• [GOAL]: Quote the lines below exactly, from the one that holds "Where can the wooden fence rail" through the final line of the records, and only those.

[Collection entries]
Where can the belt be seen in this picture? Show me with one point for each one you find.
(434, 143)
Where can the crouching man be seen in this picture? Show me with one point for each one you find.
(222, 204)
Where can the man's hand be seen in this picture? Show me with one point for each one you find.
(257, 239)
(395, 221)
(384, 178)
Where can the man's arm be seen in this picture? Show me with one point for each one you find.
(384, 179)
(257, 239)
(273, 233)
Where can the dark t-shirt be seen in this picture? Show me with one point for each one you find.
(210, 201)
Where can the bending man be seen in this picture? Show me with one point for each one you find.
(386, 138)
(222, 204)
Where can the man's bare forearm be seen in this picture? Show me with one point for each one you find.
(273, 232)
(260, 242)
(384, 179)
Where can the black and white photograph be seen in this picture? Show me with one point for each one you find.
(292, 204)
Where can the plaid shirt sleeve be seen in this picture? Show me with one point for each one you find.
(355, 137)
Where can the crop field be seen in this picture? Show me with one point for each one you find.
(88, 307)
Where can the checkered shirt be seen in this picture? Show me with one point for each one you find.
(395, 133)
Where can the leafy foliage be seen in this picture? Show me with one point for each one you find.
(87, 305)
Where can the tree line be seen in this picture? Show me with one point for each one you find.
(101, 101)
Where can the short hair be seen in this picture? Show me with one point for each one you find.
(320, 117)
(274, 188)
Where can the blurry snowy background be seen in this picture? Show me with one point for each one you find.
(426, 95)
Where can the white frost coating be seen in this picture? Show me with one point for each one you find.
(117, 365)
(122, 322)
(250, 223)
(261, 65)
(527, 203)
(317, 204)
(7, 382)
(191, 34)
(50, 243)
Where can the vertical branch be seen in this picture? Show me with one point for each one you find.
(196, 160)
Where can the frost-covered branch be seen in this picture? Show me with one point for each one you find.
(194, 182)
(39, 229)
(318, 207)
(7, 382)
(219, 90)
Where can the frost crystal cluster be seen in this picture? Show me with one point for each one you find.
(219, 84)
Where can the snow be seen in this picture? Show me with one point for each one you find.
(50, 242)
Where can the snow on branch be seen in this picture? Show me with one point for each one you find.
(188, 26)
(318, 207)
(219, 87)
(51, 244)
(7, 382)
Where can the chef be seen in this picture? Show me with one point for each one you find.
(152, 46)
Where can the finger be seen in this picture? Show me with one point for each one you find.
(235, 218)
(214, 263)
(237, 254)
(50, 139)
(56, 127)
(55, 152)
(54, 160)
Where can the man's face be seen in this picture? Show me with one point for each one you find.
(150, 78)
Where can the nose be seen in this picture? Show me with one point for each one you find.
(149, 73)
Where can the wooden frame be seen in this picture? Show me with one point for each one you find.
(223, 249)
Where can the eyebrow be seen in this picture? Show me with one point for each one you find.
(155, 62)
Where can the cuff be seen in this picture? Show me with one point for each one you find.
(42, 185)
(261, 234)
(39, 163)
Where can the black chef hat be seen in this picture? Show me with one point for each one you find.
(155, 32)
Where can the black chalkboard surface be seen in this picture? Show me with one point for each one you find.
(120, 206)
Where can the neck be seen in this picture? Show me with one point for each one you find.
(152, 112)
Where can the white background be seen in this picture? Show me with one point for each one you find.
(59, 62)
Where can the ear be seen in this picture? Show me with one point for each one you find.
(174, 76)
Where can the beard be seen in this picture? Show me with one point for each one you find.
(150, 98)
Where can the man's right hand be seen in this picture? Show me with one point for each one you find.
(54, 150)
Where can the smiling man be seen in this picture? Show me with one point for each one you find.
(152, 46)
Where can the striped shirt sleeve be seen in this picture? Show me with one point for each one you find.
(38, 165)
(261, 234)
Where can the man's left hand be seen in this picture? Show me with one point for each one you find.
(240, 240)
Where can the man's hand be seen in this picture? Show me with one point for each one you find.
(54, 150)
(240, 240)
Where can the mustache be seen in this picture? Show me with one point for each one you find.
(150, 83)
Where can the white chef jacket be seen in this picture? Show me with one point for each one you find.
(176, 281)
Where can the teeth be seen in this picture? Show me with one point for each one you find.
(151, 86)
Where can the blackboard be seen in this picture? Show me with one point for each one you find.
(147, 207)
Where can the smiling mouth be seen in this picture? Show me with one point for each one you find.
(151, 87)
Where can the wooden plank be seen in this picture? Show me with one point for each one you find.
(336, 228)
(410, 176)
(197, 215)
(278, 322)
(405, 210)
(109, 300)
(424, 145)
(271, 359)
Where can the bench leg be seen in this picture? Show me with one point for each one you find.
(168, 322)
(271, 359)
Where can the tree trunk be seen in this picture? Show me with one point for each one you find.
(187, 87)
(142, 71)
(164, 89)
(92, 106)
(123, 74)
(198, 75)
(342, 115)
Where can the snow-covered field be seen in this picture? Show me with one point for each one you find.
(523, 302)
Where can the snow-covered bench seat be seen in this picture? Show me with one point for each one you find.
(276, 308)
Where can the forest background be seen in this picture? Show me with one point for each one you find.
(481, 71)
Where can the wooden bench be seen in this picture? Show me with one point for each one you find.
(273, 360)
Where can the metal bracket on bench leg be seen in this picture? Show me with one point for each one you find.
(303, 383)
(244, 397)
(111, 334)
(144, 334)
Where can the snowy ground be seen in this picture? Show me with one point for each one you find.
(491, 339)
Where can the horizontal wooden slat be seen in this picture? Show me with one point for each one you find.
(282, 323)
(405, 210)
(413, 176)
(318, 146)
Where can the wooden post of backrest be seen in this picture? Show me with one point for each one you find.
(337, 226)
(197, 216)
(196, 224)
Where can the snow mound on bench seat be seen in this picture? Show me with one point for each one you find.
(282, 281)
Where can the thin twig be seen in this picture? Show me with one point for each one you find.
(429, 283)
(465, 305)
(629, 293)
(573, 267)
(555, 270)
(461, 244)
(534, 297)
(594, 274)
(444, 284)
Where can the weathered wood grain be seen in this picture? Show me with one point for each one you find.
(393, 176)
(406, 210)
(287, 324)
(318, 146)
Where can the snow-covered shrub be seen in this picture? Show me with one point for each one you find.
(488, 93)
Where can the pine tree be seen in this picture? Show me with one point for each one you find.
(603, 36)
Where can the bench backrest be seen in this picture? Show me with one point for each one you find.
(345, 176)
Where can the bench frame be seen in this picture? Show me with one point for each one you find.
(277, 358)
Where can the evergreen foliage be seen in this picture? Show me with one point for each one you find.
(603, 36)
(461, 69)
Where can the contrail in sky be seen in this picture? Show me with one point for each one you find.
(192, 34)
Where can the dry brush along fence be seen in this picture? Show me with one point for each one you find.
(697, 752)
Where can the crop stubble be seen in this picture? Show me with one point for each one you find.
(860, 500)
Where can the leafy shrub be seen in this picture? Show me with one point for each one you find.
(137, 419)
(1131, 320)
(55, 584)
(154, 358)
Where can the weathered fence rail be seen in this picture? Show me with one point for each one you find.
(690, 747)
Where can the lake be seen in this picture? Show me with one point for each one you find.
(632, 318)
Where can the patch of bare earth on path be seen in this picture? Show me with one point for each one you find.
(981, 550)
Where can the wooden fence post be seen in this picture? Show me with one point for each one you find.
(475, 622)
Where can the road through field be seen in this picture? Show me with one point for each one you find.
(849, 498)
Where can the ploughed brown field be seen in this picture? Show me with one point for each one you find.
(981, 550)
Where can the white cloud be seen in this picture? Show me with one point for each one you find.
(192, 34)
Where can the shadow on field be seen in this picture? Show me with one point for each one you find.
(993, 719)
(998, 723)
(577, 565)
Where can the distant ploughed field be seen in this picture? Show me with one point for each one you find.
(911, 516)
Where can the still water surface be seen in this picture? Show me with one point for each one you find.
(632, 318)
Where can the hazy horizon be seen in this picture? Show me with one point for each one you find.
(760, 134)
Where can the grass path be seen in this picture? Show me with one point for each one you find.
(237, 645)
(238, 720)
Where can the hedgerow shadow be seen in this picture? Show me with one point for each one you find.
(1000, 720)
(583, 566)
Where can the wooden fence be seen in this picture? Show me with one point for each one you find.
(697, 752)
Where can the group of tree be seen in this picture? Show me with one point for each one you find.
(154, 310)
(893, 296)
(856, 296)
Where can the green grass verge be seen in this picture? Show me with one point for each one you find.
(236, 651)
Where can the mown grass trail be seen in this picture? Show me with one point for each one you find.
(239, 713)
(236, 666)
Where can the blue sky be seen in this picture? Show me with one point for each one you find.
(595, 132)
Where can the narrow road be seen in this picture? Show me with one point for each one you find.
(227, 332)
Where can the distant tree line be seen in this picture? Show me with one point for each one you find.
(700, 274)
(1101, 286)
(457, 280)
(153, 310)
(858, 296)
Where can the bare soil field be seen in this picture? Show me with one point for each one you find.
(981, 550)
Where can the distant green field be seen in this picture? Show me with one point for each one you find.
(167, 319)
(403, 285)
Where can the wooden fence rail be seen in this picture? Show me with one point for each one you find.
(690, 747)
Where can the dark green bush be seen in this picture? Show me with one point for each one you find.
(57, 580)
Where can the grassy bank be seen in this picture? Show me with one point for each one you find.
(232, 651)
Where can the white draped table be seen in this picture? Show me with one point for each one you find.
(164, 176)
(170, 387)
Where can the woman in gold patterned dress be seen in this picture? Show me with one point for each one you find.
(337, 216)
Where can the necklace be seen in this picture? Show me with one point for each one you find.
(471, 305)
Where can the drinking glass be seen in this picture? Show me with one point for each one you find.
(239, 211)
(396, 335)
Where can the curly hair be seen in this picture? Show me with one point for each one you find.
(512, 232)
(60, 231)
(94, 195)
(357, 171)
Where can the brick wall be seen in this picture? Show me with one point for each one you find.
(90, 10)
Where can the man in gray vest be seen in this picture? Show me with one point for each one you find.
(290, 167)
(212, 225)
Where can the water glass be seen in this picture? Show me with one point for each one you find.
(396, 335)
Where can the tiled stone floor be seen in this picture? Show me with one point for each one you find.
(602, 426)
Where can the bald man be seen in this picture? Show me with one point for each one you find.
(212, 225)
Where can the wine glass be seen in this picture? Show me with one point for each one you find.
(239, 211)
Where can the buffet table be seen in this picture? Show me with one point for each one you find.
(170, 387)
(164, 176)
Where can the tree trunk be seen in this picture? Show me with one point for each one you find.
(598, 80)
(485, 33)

• [ANSWER FOR THIS EXERCISE]:
Where can the wooden fence rail be seen in this picture? Show me with one point for each one you find.
(690, 747)
Where can the dark green bush be seen in this picture? Show me with one point for each one you find.
(57, 580)
Where can the grassy bank be seen in this picture? Show me with one point for each one you find.
(232, 651)
Where can the white draped table be seen in this picture? Show me with one point for each one you find.
(164, 176)
(170, 387)
Where can the woman in gold patterned dress be seen in this picture? Show me with one point for each one you find.
(337, 216)
Where can the necklace be seen in this picture? Show me with one point for each one you find.
(471, 305)
Where can the drinking glass be seen in this picture? Show me with one point for each one you find.
(239, 211)
(396, 335)
Where can the curly hair be seen in this picture? Show me with one point for each one you find.
(512, 232)
(60, 231)
(94, 195)
(357, 171)
Where can the brick wall be seen in this picture? Show me with one point for each one you find.
(90, 10)
Where can the man in gray vest be seen in this picture? Show me with one point for each one you find.
(290, 167)
(212, 225)
Where can the water glass be seen in this picture? Show me with one point for each one you find.
(396, 335)
Where can the tiled stone floor be seen in this picture? Show me with one point for each one you find.
(602, 426)
Where can the bald man be seen in this picture? Show me with one point for each one you find.
(212, 225)
Where can the wine glass be seen in this picture? Show me with one point for each one you find.
(239, 211)
Where can the buffet table be seen in this picture? Show me with one point for each one you find.
(170, 387)
(164, 176)
Where can the tree trunk be seen in this picture? Show me with one point for each one you find.
(598, 80)
(485, 33)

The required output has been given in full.